▶ **Records supplied**
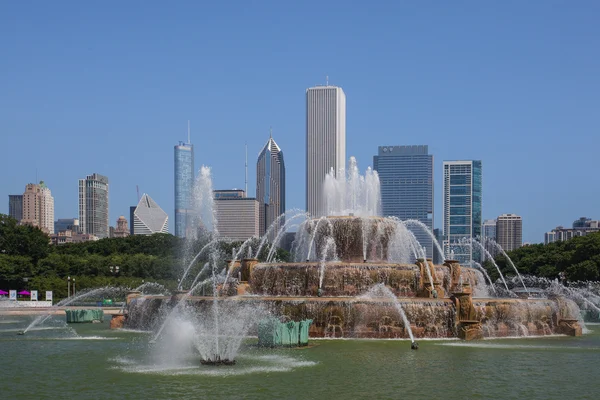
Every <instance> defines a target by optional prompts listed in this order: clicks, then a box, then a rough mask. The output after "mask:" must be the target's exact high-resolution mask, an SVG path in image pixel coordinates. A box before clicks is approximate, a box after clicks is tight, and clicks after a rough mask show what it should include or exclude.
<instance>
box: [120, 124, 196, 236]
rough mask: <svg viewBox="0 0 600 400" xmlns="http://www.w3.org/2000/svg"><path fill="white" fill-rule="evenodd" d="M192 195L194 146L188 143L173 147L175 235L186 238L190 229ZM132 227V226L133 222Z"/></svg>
mask: <svg viewBox="0 0 600 400" xmlns="http://www.w3.org/2000/svg"><path fill="white" fill-rule="evenodd" d="M193 195H194V146H193V145H192V144H191V143H190V128H189V121H188V142H187V143H184V142H179V144H178V145H176V146H175V235H176V236H178V237H185V236H187V234H188V232H189V230H190V229H192V228H193V227H192V224H191V221H192V214H193V213H192V206H193V204H192V201H193ZM131 221H132V225H133V220H131Z"/></svg>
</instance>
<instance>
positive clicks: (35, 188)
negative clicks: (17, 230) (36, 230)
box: [21, 181, 54, 234]
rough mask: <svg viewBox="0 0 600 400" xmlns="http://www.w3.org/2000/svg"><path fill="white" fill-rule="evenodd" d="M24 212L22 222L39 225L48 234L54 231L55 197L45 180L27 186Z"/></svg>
mask: <svg viewBox="0 0 600 400" xmlns="http://www.w3.org/2000/svg"><path fill="white" fill-rule="evenodd" d="M22 212H23V215H22V217H23V218H22V219H21V223H22V224H24V225H32V226H37V227H38V228H40V229H41V230H42V231H43V232H45V233H47V234H53V233H54V197H52V193H51V191H50V189H49V188H48V186H46V184H45V183H44V181H41V182H40V183H39V185H38V184H35V183H28V184H27V185H26V186H25V192H24V193H23V205H22Z"/></svg>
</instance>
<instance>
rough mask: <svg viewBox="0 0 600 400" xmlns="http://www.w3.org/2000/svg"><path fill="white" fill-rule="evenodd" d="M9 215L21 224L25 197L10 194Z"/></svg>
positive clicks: (8, 212)
mask: <svg viewBox="0 0 600 400" xmlns="http://www.w3.org/2000/svg"><path fill="white" fill-rule="evenodd" d="M8 215H9V216H11V217H13V218H14V219H16V220H17V222H21V220H22V219H23V195H22V194H9V195H8Z"/></svg>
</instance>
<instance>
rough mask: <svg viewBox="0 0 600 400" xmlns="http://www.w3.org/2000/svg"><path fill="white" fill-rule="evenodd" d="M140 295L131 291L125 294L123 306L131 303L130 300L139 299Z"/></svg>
mask: <svg viewBox="0 0 600 400" xmlns="http://www.w3.org/2000/svg"><path fill="white" fill-rule="evenodd" d="M141 295H142V292H140V291H138V290H132V291H130V292H127V297H125V304H127V305H129V303H131V300H133V299H135V298H137V297H140V296H141Z"/></svg>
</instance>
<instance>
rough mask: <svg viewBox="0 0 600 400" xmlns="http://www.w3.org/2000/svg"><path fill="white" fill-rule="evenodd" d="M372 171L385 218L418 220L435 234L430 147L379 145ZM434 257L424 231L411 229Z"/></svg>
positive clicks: (426, 236)
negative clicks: (398, 218)
mask: <svg viewBox="0 0 600 400" xmlns="http://www.w3.org/2000/svg"><path fill="white" fill-rule="evenodd" d="M373 169H374V170H375V171H377V173H378V174H379V180H380V182H381V184H380V187H381V209H382V214H383V215H384V216H386V217H387V216H394V217H398V218H400V219H401V220H407V219H416V220H418V221H420V222H422V223H423V224H425V226H427V227H428V228H429V230H431V232H432V233H433V229H434V227H433V224H434V221H435V219H434V212H433V203H434V201H435V196H434V193H433V182H434V180H435V178H434V170H433V155H432V154H429V148H428V146H427V145H417V146H379V148H378V153H377V155H376V156H373ZM412 231H413V233H414V234H415V237H416V238H417V240H418V241H419V243H420V244H421V246H423V247H425V249H426V252H427V257H429V258H433V251H434V248H433V240H432V239H431V236H430V235H429V234H427V232H424V231H423V230H422V229H421V228H417V229H412Z"/></svg>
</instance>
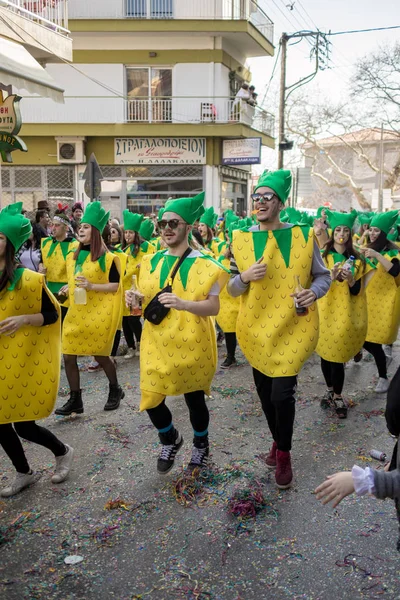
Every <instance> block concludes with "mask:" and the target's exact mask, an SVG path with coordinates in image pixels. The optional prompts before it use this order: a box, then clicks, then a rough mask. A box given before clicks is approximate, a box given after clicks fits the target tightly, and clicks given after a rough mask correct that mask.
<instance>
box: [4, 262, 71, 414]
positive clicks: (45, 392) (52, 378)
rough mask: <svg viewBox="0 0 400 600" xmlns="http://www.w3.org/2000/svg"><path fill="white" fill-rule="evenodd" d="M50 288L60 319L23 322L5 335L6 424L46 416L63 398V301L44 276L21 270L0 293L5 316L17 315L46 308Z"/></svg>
mask: <svg viewBox="0 0 400 600" xmlns="http://www.w3.org/2000/svg"><path fill="white" fill-rule="evenodd" d="M43 288H45V289H46V291H47V292H48V295H49V297H50V299H51V301H52V303H53V304H54V306H55V308H56V310H57V313H58V316H59V319H58V321H57V322H56V323H53V324H52V325H45V326H43V327H33V326H31V325H27V326H24V327H21V329H19V330H18V331H17V332H16V333H15V334H13V335H10V336H5V335H1V334H0V423H2V424H3V423H17V422H19V421H35V420H37V419H45V418H46V417H48V416H49V415H51V413H52V412H53V408H54V404H55V401H56V399H57V392H58V385H59V378H60V361H61V325H60V308H59V305H58V303H57V301H56V299H55V298H54V296H53V295H52V294H51V292H50V291H49V290H48V289H47V288H46V285H45V281H44V276H43V275H39V274H38V273H34V272H33V271H30V270H29V269H17V271H16V277H15V279H14V282H13V284H12V285H11V286H10V285H9V286H8V288H6V289H4V290H3V291H2V292H0V321H3V320H4V319H7V318H8V317H12V316H16V315H34V314H37V313H40V312H41V306H42V291H43Z"/></svg>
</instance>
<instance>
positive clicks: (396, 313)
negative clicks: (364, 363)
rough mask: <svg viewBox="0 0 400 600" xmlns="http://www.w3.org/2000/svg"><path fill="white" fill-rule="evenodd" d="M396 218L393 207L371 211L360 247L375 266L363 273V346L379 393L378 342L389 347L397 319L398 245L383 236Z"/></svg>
mask: <svg viewBox="0 0 400 600" xmlns="http://www.w3.org/2000/svg"><path fill="white" fill-rule="evenodd" d="M397 218H398V211H397V210H394V211H389V212H386V213H381V214H378V215H375V216H374V217H373V218H372V220H371V225H370V228H369V229H368V239H369V243H368V244H367V246H365V247H362V248H360V252H362V254H363V255H364V256H365V257H366V258H368V259H370V260H371V261H372V262H373V264H375V266H376V269H375V270H374V271H372V272H371V273H368V275H367V277H366V294H367V309H368V330H367V335H366V342H365V344H364V348H365V349H366V350H367V351H368V352H369V353H370V354H372V356H373V357H374V359H375V363H376V366H377V369H378V375H379V379H378V383H377V386H376V388H375V391H376V392H377V393H382V394H384V393H386V392H387V390H388V388H389V380H388V377H387V357H386V355H385V352H384V350H383V348H382V344H387V345H388V346H389V347H390V346H391V344H393V343H394V341H395V340H396V338H397V334H398V331H399V322H400V289H399V284H400V261H399V248H398V247H397V246H396V245H395V244H394V243H393V242H390V241H389V240H388V237H387V236H388V233H389V231H390V230H391V228H392V227H393V225H394V223H395V222H396V220H397ZM377 311H379V312H378V313H377ZM387 351H388V349H387Z"/></svg>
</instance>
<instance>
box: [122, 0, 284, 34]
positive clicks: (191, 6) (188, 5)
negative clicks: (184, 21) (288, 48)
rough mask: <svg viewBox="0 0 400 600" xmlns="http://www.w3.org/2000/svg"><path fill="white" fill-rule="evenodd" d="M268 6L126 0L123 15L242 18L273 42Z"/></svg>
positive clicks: (241, 4)
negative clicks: (250, 22) (124, 11)
mask: <svg viewBox="0 0 400 600" xmlns="http://www.w3.org/2000/svg"><path fill="white" fill-rule="evenodd" d="M267 9H268V7H267V3H266V0H125V16H126V17H128V18H131V19H195V20H197V19H211V20H219V19H222V20H245V21H250V22H251V23H252V25H254V27H256V28H257V29H258V30H259V31H260V32H261V33H262V34H263V36H264V37H265V38H267V39H268V40H269V41H270V42H271V43H273V37H274V24H273V22H272V21H271V19H270V18H269V17H268V15H267V12H266V10H267Z"/></svg>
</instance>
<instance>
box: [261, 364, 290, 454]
mask: <svg viewBox="0 0 400 600" xmlns="http://www.w3.org/2000/svg"><path fill="white" fill-rule="evenodd" d="M253 377H254V383H255V384H256V388H257V393H258V396H259V398H260V400H261V406H262V409H263V411H264V414H265V416H266V418H267V421H268V426H269V429H270V432H271V434H272V437H273V438H274V440H275V442H276V443H277V446H278V450H282V451H283V452H290V450H291V448H292V436H293V424H294V417H295V412H296V409H295V399H294V393H295V390H296V385H297V376H296V375H292V376H290V377H268V376H267V375H264V374H263V373H260V371H257V369H253Z"/></svg>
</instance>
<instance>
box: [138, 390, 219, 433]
mask: <svg viewBox="0 0 400 600" xmlns="http://www.w3.org/2000/svg"><path fill="white" fill-rule="evenodd" d="M185 401H186V405H187V407H188V409H189V415H190V422H191V424H192V427H193V431H194V433H195V435H196V434H201V433H203V434H204V432H206V431H207V429H208V424H209V422H210V415H209V412H208V408H207V404H206V401H205V398H204V392H203V391H202V390H199V391H197V392H190V393H189V394H185ZM147 414H148V415H149V417H150V421H151V422H152V423H153V425H154V427H156V428H157V429H158V430H159V431H160V430H163V429H167V428H168V427H170V425H171V423H172V414H171V411H170V410H169V408H168V406H167V405H166V404H165V400H163V401H162V402H161V404H159V405H158V406H156V408H149V409H148V411H147Z"/></svg>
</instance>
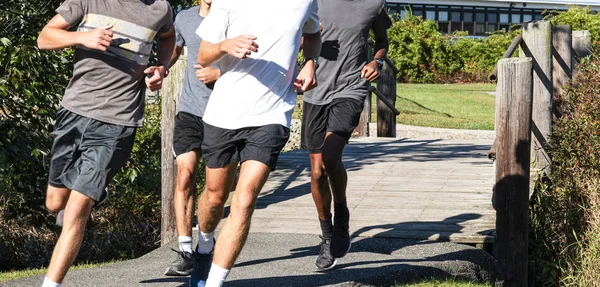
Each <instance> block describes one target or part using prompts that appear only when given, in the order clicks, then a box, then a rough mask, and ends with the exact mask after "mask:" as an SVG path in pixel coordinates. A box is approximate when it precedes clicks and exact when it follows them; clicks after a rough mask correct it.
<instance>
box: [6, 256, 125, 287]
mask: <svg viewBox="0 0 600 287" xmlns="http://www.w3.org/2000/svg"><path fill="white" fill-rule="evenodd" d="M115 262H116V261H115ZM115 262H106V263H98V264H79V265H76V266H73V267H71V268H70V269H69V270H78V269H86V268H94V267H100V266H104V265H109V264H112V263H115ZM46 271H48V269H47V268H41V269H27V270H20V271H8V272H0V282H5V281H10V280H16V279H21V278H25V277H30V276H35V275H41V274H46ZM0 285H2V284H0Z"/></svg>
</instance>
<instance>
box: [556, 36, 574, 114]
mask: <svg viewBox="0 0 600 287" xmlns="http://www.w3.org/2000/svg"><path fill="white" fill-rule="evenodd" d="M572 33H573V29H572V28H571V25H559V26H553V27H552V59H553V62H552V78H553V79H552V80H553V86H554V95H553V96H552V101H553V102H554V103H555V109H554V117H553V119H554V121H556V120H558V119H559V118H560V116H561V114H562V112H561V111H560V108H559V107H557V106H556V103H557V100H560V99H561V96H562V95H563V87H564V86H566V85H568V84H569V83H570V82H571V77H572V76H573V63H572V59H573V56H572V55H571V49H572V48H571V47H572V46H573V37H572Z"/></svg>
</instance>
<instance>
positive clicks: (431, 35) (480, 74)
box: [388, 6, 600, 83]
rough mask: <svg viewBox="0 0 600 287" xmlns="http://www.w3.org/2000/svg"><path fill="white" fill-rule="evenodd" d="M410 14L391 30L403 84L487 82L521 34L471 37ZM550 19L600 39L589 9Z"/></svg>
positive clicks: (576, 9) (577, 10)
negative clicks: (451, 31)
mask: <svg viewBox="0 0 600 287" xmlns="http://www.w3.org/2000/svg"><path fill="white" fill-rule="evenodd" d="M407 12H408V13H406V17H405V18H402V17H400V16H399V15H396V16H397V17H395V18H396V20H395V21H394V22H393V26H392V28H390V30H389V39H390V50H389V54H388V55H389V57H390V59H392V60H393V61H394V62H395V64H396V66H397V67H398V68H399V70H400V72H399V73H398V75H397V79H398V81H401V82H412V83H463V82H487V81H488V76H489V74H490V73H491V72H492V71H493V70H494V67H495V66H496V63H497V62H498V60H500V58H502V56H503V55H504V53H505V52H506V50H507V49H508V47H509V46H510V44H511V43H512V41H513V39H514V38H515V36H517V35H518V34H519V33H521V29H520V28H518V27H514V29H513V30H512V31H509V32H497V33H493V34H490V35H488V37H486V38H484V39H481V38H478V39H473V38H470V37H468V34H467V33H465V32H457V33H455V34H453V35H442V34H441V33H440V32H439V29H438V25H437V23H436V22H435V21H432V20H424V19H423V17H420V16H419V17H417V16H414V15H412V14H411V13H410V11H407ZM545 18H546V19H547V20H550V21H552V23H553V24H570V25H572V26H573V30H589V31H590V32H591V33H592V37H593V39H594V40H595V41H600V15H599V14H597V13H595V12H594V11H592V10H590V9H589V8H582V7H579V6H573V7H571V8H570V9H569V10H568V11H566V12H560V13H554V12H548V13H547V16H546V17H545ZM516 55H518V52H517V53H516V54H515V56H516Z"/></svg>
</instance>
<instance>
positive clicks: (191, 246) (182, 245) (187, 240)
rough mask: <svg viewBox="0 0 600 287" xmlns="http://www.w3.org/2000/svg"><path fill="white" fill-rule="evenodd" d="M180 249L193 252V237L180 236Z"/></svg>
mask: <svg viewBox="0 0 600 287" xmlns="http://www.w3.org/2000/svg"><path fill="white" fill-rule="evenodd" d="M178 239H179V251H183V252H187V253H192V242H193V241H192V237H191V236H179V237H178Z"/></svg>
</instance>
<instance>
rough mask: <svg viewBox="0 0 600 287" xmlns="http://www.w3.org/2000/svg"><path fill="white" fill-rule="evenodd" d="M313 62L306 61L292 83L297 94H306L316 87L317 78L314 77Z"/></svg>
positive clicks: (316, 82)
mask: <svg viewBox="0 0 600 287" xmlns="http://www.w3.org/2000/svg"><path fill="white" fill-rule="evenodd" d="M315 69H316V66H315V62H314V61H308V62H306V64H305V65H304V67H303V68H302V71H300V73H299V74H298V77H297V78H296V81H294V90H295V91H296V92H298V90H301V91H302V92H307V91H310V90H312V89H314V88H315V87H316V86H317V78H316V77H315Z"/></svg>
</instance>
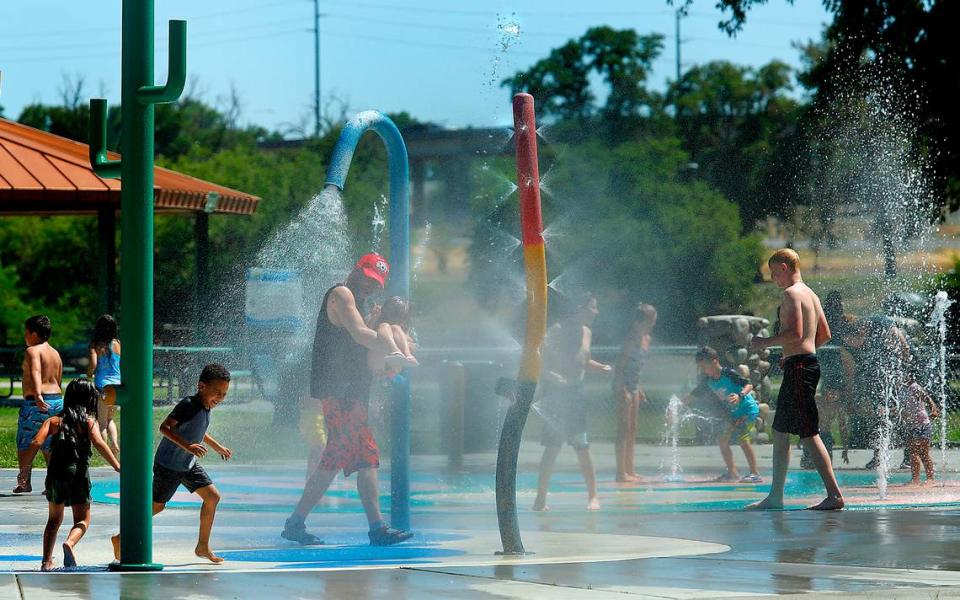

▶ **Work instruction**
Copy the lines word for word, from the start of the lines through the line containing "box: [21, 181, 54, 234]", and include both ends. Leave the pictures out.

▶ **Exercise answer**
Every <instance> defines a target by optional prompts listed in this order: clicks, then a box, then a rough mask. The output after "mask:" must be the target's exact high-resolution mask, an SVG path in image pixel coordinates. A box before clicks is approximate, a box after clicks is tight, and clicks after a rough mask show what it should include or exclude.
<instance>
box: [120, 124, 196, 236]
rough mask: <svg viewBox="0 0 600 400" xmlns="http://www.w3.org/2000/svg"><path fill="white" fill-rule="evenodd" d="M192 195L194 146L188 143L173 147L175 235L186 238L190 229ZM132 227V226L133 222Z"/></svg>
mask: <svg viewBox="0 0 600 400" xmlns="http://www.w3.org/2000/svg"><path fill="white" fill-rule="evenodd" d="M193 195H194V146H193V145H192V144H191V143H190V128H189V121H188V142H187V143H184V142H179V144H178V145H176V146H175V235H176V236H178V237H185V236H187V234H188V232H189V230H190V229H192V228H193V227H192V224H191V221H192V214H193V213H192V206H193V204H192V201H193ZM131 221H132V225H133V220H131Z"/></svg>
</instance>
<instance>
positive clicks: (35, 188)
negative clicks: (17, 230) (36, 230)
box: [21, 181, 54, 234]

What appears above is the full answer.